- _Dataset_:
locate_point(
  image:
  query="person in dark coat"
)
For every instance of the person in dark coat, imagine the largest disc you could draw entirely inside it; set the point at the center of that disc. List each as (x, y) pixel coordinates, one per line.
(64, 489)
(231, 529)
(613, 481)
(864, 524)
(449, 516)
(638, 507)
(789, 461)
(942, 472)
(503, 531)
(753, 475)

- _What you are asked to do_:
Every line of the listing should be reproduced exactly.

- _Written answer_:
locate_point(
  image:
  query="person in dark coat"
)
For every instance of the person in dark coat, imagine the largest disc you could draw entirely inside it; set the point at the center of that disc. List each as (x, y) pixel coordinates, one per line.
(64, 489)
(231, 529)
(613, 481)
(864, 524)
(449, 516)
(638, 507)
(789, 461)
(942, 472)
(503, 531)
(753, 475)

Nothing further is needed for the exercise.